Children and young people (CYP) represent almost a third of the UK population and improving their health and wellbeing is a key priority for NHS England, as set out in the NHS Long Term Plan.
The vision for the NHS is that:
By 2028, children and young people in England will have better physical health, mental health and wellbeing.
Children and young people, and their parents and carers, will experience a seamless service delivered by an integrated health and care system.
There will be a skilled workforce that listens to them, responds, and meets their needs.
The competition focuses on priority areas outlined in the Royal College of Paediatrics and Child Health’s 2020 State of Child Health report :
Long term conditions - Many long term conditions develop during childhood. More children are presenting with multiple and complex morbidities requiring tailored management.
Asthma is the most common long-term condition among children and young people and is among the top ten reasons for emergency hospital admission of children in the UK.

++++++++++++++++++++

Task prompt: Please rewrite the child health text, beginning at the words "The vision for" and stopping after "and care system.", and swap "seamless" for "coordinated".

Data to examine:
++++++++++++++++++++

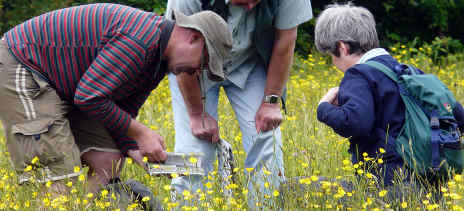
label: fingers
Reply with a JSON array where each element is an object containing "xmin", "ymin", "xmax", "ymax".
[
  {"xmin": 127, "ymin": 150, "xmax": 148, "ymax": 170},
  {"xmin": 211, "ymin": 131, "xmax": 219, "ymax": 143}
]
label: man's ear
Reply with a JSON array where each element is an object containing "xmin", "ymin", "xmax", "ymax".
[
  {"xmin": 338, "ymin": 41, "xmax": 350, "ymax": 56},
  {"xmin": 189, "ymin": 30, "xmax": 203, "ymax": 44}
]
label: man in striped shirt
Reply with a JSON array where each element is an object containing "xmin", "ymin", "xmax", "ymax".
[{"xmin": 0, "ymin": 4, "xmax": 232, "ymax": 194}]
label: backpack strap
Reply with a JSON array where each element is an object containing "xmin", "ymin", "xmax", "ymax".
[
  {"xmin": 365, "ymin": 60, "xmax": 398, "ymax": 83},
  {"xmin": 365, "ymin": 61, "xmax": 441, "ymax": 171}
]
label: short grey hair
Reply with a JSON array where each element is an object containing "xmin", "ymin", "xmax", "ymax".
[{"xmin": 314, "ymin": 3, "xmax": 379, "ymax": 57}]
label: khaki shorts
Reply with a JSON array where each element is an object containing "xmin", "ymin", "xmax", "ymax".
[{"xmin": 0, "ymin": 40, "xmax": 120, "ymax": 183}]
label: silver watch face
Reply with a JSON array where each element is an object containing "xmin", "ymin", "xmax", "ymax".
[{"xmin": 264, "ymin": 95, "xmax": 279, "ymax": 104}]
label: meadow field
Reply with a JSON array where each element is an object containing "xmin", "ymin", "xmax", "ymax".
[{"xmin": 0, "ymin": 45, "xmax": 464, "ymax": 210}]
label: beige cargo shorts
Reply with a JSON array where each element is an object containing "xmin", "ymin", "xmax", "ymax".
[{"xmin": 0, "ymin": 40, "xmax": 120, "ymax": 183}]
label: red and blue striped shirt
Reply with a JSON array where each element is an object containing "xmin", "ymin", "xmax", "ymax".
[{"xmin": 5, "ymin": 4, "xmax": 174, "ymax": 152}]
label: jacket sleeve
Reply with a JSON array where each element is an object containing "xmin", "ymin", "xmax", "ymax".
[{"xmin": 317, "ymin": 69, "xmax": 375, "ymax": 138}]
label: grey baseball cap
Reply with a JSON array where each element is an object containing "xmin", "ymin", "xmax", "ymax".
[{"xmin": 174, "ymin": 11, "xmax": 232, "ymax": 81}]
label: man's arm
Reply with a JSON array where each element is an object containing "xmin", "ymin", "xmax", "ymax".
[
  {"xmin": 255, "ymin": 27, "xmax": 298, "ymax": 133},
  {"xmin": 176, "ymin": 74, "xmax": 219, "ymax": 143}
]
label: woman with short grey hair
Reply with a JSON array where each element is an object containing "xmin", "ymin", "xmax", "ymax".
[
  {"xmin": 315, "ymin": 4, "xmax": 464, "ymax": 189},
  {"xmin": 315, "ymin": 4, "xmax": 379, "ymax": 56}
]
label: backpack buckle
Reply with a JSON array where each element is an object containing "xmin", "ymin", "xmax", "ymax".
[{"xmin": 430, "ymin": 117, "xmax": 440, "ymax": 129}]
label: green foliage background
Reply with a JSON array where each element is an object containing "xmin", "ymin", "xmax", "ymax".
[{"xmin": 0, "ymin": 0, "xmax": 464, "ymax": 55}]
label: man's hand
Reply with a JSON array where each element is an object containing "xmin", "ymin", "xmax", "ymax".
[
  {"xmin": 127, "ymin": 119, "xmax": 168, "ymax": 162},
  {"xmin": 127, "ymin": 150, "xmax": 148, "ymax": 171},
  {"xmin": 190, "ymin": 114, "xmax": 219, "ymax": 143},
  {"xmin": 319, "ymin": 87, "xmax": 338, "ymax": 106},
  {"xmin": 255, "ymin": 102, "xmax": 282, "ymax": 133}
]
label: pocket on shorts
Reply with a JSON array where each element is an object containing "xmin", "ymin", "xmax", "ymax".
[{"xmin": 11, "ymin": 118, "xmax": 64, "ymax": 166}]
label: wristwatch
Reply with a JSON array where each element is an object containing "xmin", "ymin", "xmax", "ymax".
[{"xmin": 264, "ymin": 95, "xmax": 280, "ymax": 104}]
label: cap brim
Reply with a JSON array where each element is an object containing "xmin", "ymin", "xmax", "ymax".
[{"xmin": 174, "ymin": 11, "xmax": 225, "ymax": 81}]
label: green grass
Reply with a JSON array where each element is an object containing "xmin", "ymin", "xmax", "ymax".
[{"xmin": 0, "ymin": 46, "xmax": 464, "ymax": 210}]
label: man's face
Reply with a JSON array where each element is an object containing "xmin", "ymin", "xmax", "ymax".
[
  {"xmin": 168, "ymin": 35, "xmax": 208, "ymax": 75},
  {"xmin": 230, "ymin": 0, "xmax": 261, "ymax": 11}
]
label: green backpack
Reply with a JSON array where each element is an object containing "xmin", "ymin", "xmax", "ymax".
[{"xmin": 366, "ymin": 61, "xmax": 464, "ymax": 177}]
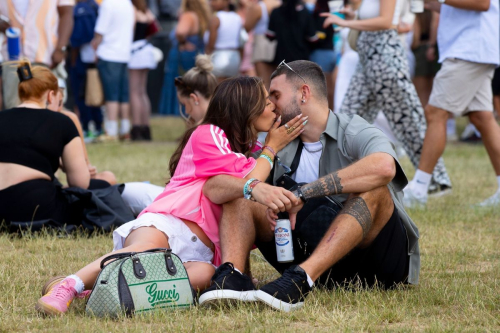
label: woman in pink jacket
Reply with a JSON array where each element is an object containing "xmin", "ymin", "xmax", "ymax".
[{"xmin": 36, "ymin": 77, "xmax": 307, "ymax": 315}]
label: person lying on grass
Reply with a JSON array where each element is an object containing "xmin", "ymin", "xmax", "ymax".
[
  {"xmin": 36, "ymin": 77, "xmax": 307, "ymax": 315},
  {"xmin": 199, "ymin": 60, "xmax": 420, "ymax": 311}
]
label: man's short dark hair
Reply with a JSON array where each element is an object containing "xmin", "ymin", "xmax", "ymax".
[{"xmin": 271, "ymin": 60, "xmax": 328, "ymax": 102}]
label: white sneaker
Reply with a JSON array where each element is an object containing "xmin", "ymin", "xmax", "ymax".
[
  {"xmin": 477, "ymin": 189, "xmax": 500, "ymax": 207},
  {"xmin": 427, "ymin": 183, "xmax": 453, "ymax": 198},
  {"xmin": 403, "ymin": 184, "xmax": 427, "ymax": 208}
]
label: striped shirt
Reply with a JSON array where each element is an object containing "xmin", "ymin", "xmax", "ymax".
[
  {"xmin": 141, "ymin": 125, "xmax": 257, "ymax": 266},
  {"xmin": 0, "ymin": 0, "xmax": 75, "ymax": 65}
]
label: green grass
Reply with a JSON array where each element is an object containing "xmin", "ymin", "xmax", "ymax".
[{"xmin": 0, "ymin": 118, "xmax": 500, "ymax": 332}]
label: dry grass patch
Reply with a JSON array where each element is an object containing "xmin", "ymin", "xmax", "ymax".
[{"xmin": 0, "ymin": 118, "xmax": 500, "ymax": 333}]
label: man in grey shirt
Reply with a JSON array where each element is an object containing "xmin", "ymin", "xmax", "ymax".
[{"xmin": 200, "ymin": 60, "xmax": 420, "ymax": 311}]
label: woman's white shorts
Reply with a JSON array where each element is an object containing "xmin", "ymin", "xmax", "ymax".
[{"xmin": 113, "ymin": 213, "xmax": 214, "ymax": 264}]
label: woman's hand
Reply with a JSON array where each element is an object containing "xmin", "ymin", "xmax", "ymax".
[
  {"xmin": 319, "ymin": 11, "xmax": 347, "ymax": 28},
  {"xmin": 339, "ymin": 5, "xmax": 356, "ymax": 21},
  {"xmin": 266, "ymin": 114, "xmax": 308, "ymax": 153}
]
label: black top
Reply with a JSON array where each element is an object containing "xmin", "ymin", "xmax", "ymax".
[
  {"xmin": 312, "ymin": 13, "xmax": 333, "ymax": 50},
  {"xmin": 0, "ymin": 108, "xmax": 79, "ymax": 179},
  {"xmin": 134, "ymin": 22, "xmax": 149, "ymax": 42},
  {"xmin": 267, "ymin": 6, "xmax": 317, "ymax": 65}
]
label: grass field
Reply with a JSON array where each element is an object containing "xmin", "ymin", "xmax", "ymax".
[{"xmin": 0, "ymin": 118, "xmax": 500, "ymax": 332}]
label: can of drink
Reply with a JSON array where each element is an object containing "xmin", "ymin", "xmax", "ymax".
[
  {"xmin": 274, "ymin": 219, "xmax": 295, "ymax": 263},
  {"xmin": 5, "ymin": 27, "xmax": 21, "ymax": 60}
]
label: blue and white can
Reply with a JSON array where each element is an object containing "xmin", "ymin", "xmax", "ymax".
[
  {"xmin": 5, "ymin": 27, "xmax": 21, "ymax": 60},
  {"xmin": 274, "ymin": 219, "xmax": 295, "ymax": 263}
]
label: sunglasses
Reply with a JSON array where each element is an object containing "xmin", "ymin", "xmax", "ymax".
[{"xmin": 278, "ymin": 59, "xmax": 307, "ymax": 84}]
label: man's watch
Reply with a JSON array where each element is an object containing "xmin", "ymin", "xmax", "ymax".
[{"xmin": 295, "ymin": 186, "xmax": 307, "ymax": 203}]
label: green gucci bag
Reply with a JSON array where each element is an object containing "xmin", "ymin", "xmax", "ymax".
[{"xmin": 85, "ymin": 248, "xmax": 195, "ymax": 317}]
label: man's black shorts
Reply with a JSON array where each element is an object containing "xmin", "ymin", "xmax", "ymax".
[{"xmin": 256, "ymin": 207, "xmax": 409, "ymax": 288}]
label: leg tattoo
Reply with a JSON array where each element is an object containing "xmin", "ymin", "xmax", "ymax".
[
  {"xmin": 340, "ymin": 197, "xmax": 372, "ymax": 237},
  {"xmin": 300, "ymin": 172, "xmax": 344, "ymax": 199}
]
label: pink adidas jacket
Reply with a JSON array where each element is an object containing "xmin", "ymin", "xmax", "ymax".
[{"xmin": 140, "ymin": 125, "xmax": 257, "ymax": 266}]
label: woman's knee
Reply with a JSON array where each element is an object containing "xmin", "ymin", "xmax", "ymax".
[
  {"xmin": 124, "ymin": 227, "xmax": 169, "ymax": 251},
  {"xmin": 184, "ymin": 262, "xmax": 215, "ymax": 291},
  {"xmin": 95, "ymin": 171, "xmax": 117, "ymax": 185}
]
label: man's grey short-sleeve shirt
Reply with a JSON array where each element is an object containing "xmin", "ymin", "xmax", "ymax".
[{"xmin": 273, "ymin": 111, "xmax": 420, "ymax": 284}]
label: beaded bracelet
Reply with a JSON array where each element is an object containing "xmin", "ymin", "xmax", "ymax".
[
  {"xmin": 243, "ymin": 178, "xmax": 258, "ymax": 199},
  {"xmin": 262, "ymin": 146, "xmax": 276, "ymax": 157},
  {"xmin": 248, "ymin": 179, "xmax": 261, "ymax": 201},
  {"xmin": 259, "ymin": 153, "xmax": 274, "ymax": 169}
]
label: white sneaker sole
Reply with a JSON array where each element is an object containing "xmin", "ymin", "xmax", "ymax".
[
  {"xmin": 429, "ymin": 188, "xmax": 453, "ymax": 198},
  {"xmin": 255, "ymin": 290, "xmax": 304, "ymax": 312},
  {"xmin": 198, "ymin": 289, "xmax": 256, "ymax": 306}
]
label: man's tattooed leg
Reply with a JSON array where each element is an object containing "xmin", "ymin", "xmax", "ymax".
[
  {"xmin": 301, "ymin": 172, "xmax": 343, "ymax": 199},
  {"xmin": 339, "ymin": 197, "xmax": 372, "ymax": 237}
]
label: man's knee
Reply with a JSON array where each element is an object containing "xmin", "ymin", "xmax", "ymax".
[
  {"xmin": 344, "ymin": 186, "xmax": 394, "ymax": 239},
  {"xmin": 347, "ymin": 186, "xmax": 394, "ymax": 212},
  {"xmin": 222, "ymin": 198, "xmax": 254, "ymax": 216},
  {"xmin": 425, "ymin": 104, "xmax": 449, "ymax": 124},
  {"xmin": 469, "ymin": 111, "xmax": 495, "ymax": 131}
]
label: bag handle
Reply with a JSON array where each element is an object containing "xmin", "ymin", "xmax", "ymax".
[{"xmin": 101, "ymin": 247, "xmax": 172, "ymax": 269}]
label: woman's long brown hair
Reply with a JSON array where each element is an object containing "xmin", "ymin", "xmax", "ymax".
[{"xmin": 169, "ymin": 77, "xmax": 267, "ymax": 177}]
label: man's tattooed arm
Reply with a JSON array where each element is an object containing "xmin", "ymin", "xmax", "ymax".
[
  {"xmin": 301, "ymin": 172, "xmax": 343, "ymax": 200},
  {"xmin": 339, "ymin": 197, "xmax": 372, "ymax": 237}
]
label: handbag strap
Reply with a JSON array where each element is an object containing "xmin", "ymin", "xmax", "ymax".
[{"xmin": 100, "ymin": 247, "xmax": 172, "ymax": 269}]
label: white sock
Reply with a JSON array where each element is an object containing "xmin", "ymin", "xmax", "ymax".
[
  {"xmin": 412, "ymin": 170, "xmax": 432, "ymax": 197},
  {"xmin": 306, "ymin": 272, "xmax": 314, "ymax": 288},
  {"xmin": 120, "ymin": 119, "xmax": 130, "ymax": 135},
  {"xmin": 104, "ymin": 120, "xmax": 118, "ymax": 136},
  {"xmin": 66, "ymin": 275, "xmax": 85, "ymax": 294}
]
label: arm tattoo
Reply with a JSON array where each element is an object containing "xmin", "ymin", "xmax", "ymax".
[
  {"xmin": 301, "ymin": 172, "xmax": 344, "ymax": 199},
  {"xmin": 339, "ymin": 197, "xmax": 372, "ymax": 238}
]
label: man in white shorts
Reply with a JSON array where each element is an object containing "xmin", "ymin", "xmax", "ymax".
[{"xmin": 404, "ymin": 0, "xmax": 500, "ymax": 207}]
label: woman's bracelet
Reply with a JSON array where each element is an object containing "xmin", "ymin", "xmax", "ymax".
[
  {"xmin": 259, "ymin": 153, "xmax": 274, "ymax": 169},
  {"xmin": 243, "ymin": 178, "xmax": 260, "ymax": 200},
  {"xmin": 243, "ymin": 178, "xmax": 258, "ymax": 199},
  {"xmin": 248, "ymin": 179, "xmax": 261, "ymax": 201},
  {"xmin": 262, "ymin": 146, "xmax": 276, "ymax": 157}
]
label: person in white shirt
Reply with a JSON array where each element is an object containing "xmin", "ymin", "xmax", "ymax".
[
  {"xmin": 205, "ymin": 0, "xmax": 243, "ymax": 81},
  {"xmin": 322, "ymin": 0, "xmax": 451, "ymax": 195},
  {"xmin": 405, "ymin": 0, "xmax": 500, "ymax": 206},
  {"xmin": 91, "ymin": 0, "xmax": 135, "ymax": 140}
]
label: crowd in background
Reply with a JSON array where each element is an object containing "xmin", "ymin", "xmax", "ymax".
[{"xmin": 0, "ymin": 0, "xmax": 500, "ymax": 202}]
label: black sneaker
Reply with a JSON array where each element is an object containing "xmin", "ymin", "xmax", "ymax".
[
  {"xmin": 255, "ymin": 266, "xmax": 311, "ymax": 312},
  {"xmin": 427, "ymin": 183, "xmax": 452, "ymax": 198},
  {"xmin": 198, "ymin": 262, "xmax": 255, "ymax": 306}
]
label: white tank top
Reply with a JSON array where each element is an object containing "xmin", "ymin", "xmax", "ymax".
[
  {"xmin": 253, "ymin": 1, "xmax": 269, "ymax": 35},
  {"xmin": 215, "ymin": 11, "xmax": 242, "ymax": 50},
  {"xmin": 358, "ymin": 0, "xmax": 403, "ymax": 25}
]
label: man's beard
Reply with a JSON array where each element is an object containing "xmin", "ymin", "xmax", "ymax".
[{"xmin": 280, "ymin": 98, "xmax": 301, "ymax": 126}]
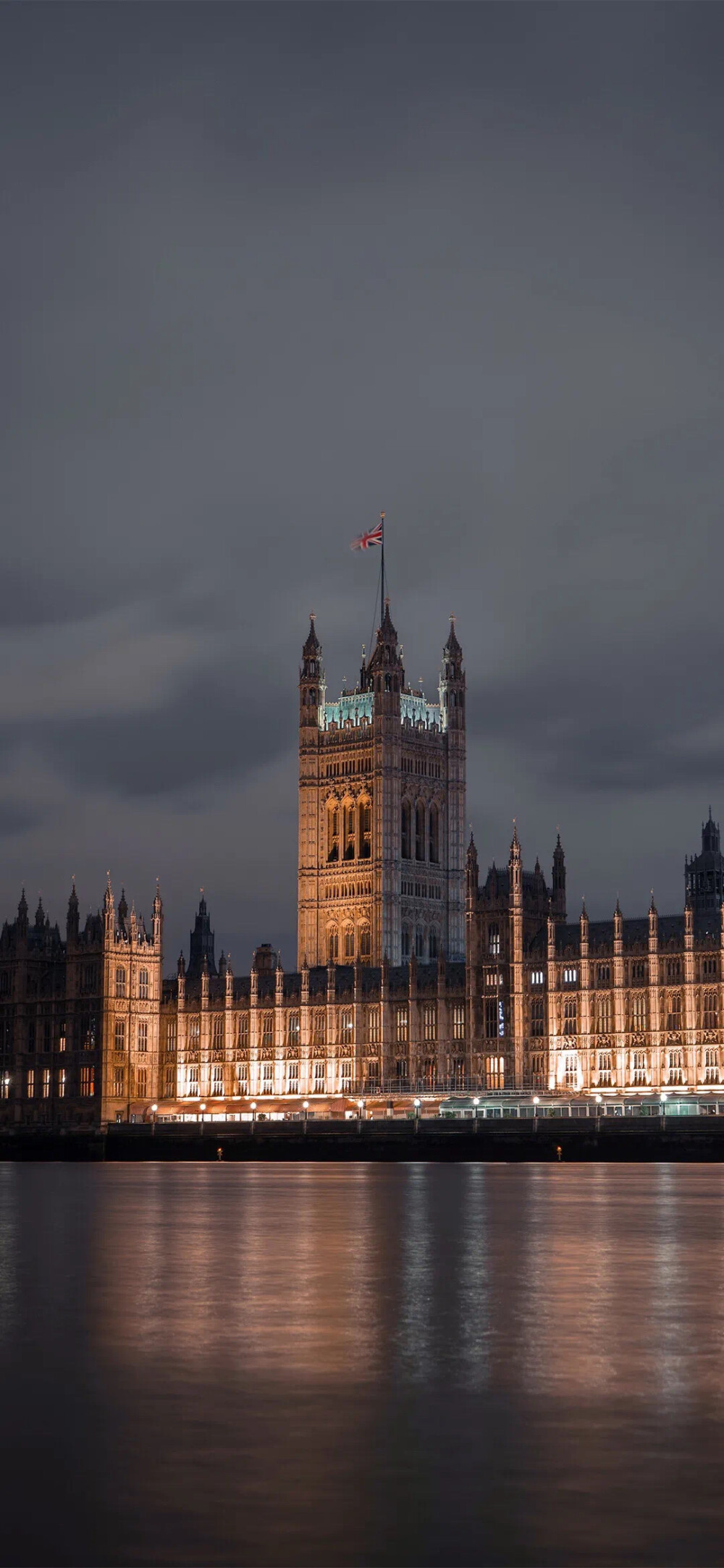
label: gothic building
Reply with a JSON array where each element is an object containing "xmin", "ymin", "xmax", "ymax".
[
  {"xmin": 0, "ymin": 602, "xmax": 724, "ymax": 1126},
  {"xmin": 298, "ymin": 601, "xmax": 466, "ymax": 966}
]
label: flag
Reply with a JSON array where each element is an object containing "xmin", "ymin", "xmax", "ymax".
[{"xmin": 350, "ymin": 511, "xmax": 384, "ymax": 550}]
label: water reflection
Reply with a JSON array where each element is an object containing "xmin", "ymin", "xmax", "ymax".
[{"xmin": 0, "ymin": 1163, "xmax": 724, "ymax": 1565}]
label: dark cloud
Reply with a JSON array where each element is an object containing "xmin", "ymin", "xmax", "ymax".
[{"xmin": 0, "ymin": 4, "xmax": 724, "ymax": 961}]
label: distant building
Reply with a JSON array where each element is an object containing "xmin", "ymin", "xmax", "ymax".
[{"xmin": 0, "ymin": 589, "xmax": 724, "ymax": 1126}]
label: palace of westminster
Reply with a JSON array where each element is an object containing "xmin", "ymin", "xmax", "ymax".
[{"xmin": 0, "ymin": 601, "xmax": 724, "ymax": 1126}]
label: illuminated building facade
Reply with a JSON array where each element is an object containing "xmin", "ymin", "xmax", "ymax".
[{"xmin": 0, "ymin": 604, "xmax": 724, "ymax": 1126}]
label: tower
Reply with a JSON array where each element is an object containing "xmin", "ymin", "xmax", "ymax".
[{"xmin": 298, "ymin": 599, "xmax": 466, "ymax": 966}]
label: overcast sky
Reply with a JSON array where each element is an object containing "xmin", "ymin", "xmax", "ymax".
[{"xmin": 0, "ymin": 3, "xmax": 724, "ymax": 972}]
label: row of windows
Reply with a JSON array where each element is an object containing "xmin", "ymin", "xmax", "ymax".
[
  {"xmin": 327, "ymin": 800, "xmax": 371, "ymax": 864},
  {"xmin": 400, "ymin": 800, "xmax": 440, "ymax": 866},
  {"xmin": 116, "ymin": 964, "xmax": 149, "ymax": 1002}
]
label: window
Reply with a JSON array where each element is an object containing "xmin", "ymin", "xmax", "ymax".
[
  {"xmin": 666, "ymin": 991, "xmax": 682, "ymax": 1033},
  {"xmin": 631, "ymin": 991, "xmax": 646, "ymax": 1030},
  {"xmin": 327, "ymin": 801, "xmax": 340, "ymax": 861},
  {"xmin": 401, "ymin": 800, "xmax": 412, "ymax": 861},
  {"xmin": 428, "ymin": 804, "xmax": 440, "ymax": 866},
  {"xmin": 704, "ymin": 991, "xmax": 720, "ymax": 1029},
  {"xmin": 362, "ymin": 1007, "xmax": 379, "ymax": 1046},
  {"xmin": 358, "ymin": 800, "xmax": 371, "ymax": 861},
  {"xmin": 342, "ymin": 801, "xmax": 354, "ymax": 861},
  {"xmin": 416, "ymin": 800, "xmax": 425, "ymax": 861},
  {"xmin": 486, "ymin": 1057, "xmax": 505, "ymax": 1088}
]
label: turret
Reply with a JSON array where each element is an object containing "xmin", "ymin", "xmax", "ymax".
[
  {"xmin": 552, "ymin": 834, "xmax": 565, "ymax": 920},
  {"xmin": 299, "ymin": 615, "xmax": 324, "ymax": 729},
  {"xmin": 440, "ymin": 615, "xmax": 466, "ymax": 730},
  {"xmin": 66, "ymin": 877, "xmax": 80, "ymax": 943}
]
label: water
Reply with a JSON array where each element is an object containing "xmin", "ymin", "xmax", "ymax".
[{"xmin": 0, "ymin": 1163, "xmax": 724, "ymax": 1568}]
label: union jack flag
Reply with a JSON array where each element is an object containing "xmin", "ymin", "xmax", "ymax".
[{"xmin": 350, "ymin": 511, "xmax": 384, "ymax": 550}]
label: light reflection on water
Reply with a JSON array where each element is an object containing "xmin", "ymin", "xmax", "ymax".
[{"xmin": 0, "ymin": 1163, "xmax": 724, "ymax": 1565}]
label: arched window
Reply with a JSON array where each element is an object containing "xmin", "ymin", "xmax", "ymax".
[
  {"xmin": 342, "ymin": 801, "xmax": 354, "ymax": 861},
  {"xmin": 401, "ymin": 800, "xmax": 412, "ymax": 861},
  {"xmin": 429, "ymin": 806, "xmax": 440, "ymax": 866},
  {"xmin": 416, "ymin": 800, "xmax": 425, "ymax": 861},
  {"xmin": 359, "ymin": 800, "xmax": 371, "ymax": 861},
  {"xmin": 327, "ymin": 801, "xmax": 340, "ymax": 861}
]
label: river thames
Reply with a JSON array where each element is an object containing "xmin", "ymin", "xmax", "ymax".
[{"xmin": 0, "ymin": 1163, "xmax": 724, "ymax": 1568}]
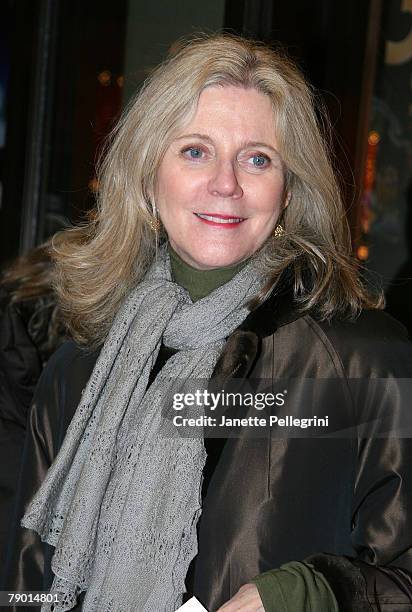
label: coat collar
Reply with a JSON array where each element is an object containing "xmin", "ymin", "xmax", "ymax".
[{"xmin": 212, "ymin": 269, "xmax": 302, "ymax": 387}]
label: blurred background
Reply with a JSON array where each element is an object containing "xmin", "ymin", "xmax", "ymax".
[{"xmin": 0, "ymin": 0, "xmax": 412, "ymax": 331}]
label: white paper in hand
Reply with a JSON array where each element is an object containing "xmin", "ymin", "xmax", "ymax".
[{"xmin": 176, "ymin": 597, "xmax": 207, "ymax": 612}]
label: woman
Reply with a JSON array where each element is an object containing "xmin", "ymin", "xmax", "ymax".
[{"xmin": 5, "ymin": 36, "xmax": 412, "ymax": 612}]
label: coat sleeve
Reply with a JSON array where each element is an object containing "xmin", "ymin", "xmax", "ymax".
[
  {"xmin": 306, "ymin": 313, "xmax": 412, "ymax": 612},
  {"xmin": 4, "ymin": 342, "xmax": 97, "ymax": 591}
]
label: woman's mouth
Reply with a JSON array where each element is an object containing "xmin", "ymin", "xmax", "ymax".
[{"xmin": 194, "ymin": 213, "xmax": 245, "ymax": 229}]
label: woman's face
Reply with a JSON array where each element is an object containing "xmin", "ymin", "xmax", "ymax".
[{"xmin": 155, "ymin": 86, "xmax": 285, "ymax": 270}]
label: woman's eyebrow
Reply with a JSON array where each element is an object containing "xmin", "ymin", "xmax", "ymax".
[{"xmin": 175, "ymin": 132, "xmax": 280, "ymax": 157}]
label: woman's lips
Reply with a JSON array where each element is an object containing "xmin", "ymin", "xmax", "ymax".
[{"xmin": 194, "ymin": 213, "xmax": 245, "ymax": 229}]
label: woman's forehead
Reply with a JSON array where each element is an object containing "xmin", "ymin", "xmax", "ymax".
[{"xmin": 176, "ymin": 85, "xmax": 276, "ymax": 146}]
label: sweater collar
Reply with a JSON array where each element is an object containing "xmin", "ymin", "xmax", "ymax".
[{"xmin": 168, "ymin": 244, "xmax": 248, "ymax": 302}]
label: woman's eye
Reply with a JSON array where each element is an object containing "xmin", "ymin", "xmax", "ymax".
[
  {"xmin": 249, "ymin": 153, "xmax": 270, "ymax": 168},
  {"xmin": 182, "ymin": 147, "xmax": 204, "ymax": 159}
]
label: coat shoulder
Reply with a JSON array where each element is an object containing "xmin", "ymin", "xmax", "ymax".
[{"xmin": 307, "ymin": 310, "xmax": 412, "ymax": 378}]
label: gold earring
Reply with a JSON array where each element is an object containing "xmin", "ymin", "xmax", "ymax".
[
  {"xmin": 149, "ymin": 217, "xmax": 162, "ymax": 234},
  {"xmin": 272, "ymin": 223, "xmax": 285, "ymax": 238},
  {"xmin": 149, "ymin": 204, "xmax": 162, "ymax": 234}
]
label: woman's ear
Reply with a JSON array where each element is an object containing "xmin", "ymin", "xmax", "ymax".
[{"xmin": 283, "ymin": 191, "xmax": 292, "ymax": 210}]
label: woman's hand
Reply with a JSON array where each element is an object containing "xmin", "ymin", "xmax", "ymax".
[{"xmin": 216, "ymin": 583, "xmax": 265, "ymax": 612}]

++++++++++++++++++++

Written reply:
The vision for the NHS is that:
By 2028, children and young people in England will have better physical health, mental health and wellbeing.
Children and young people, and their parents and carers, will experience a coordinated service delivered by an integrated health and care system.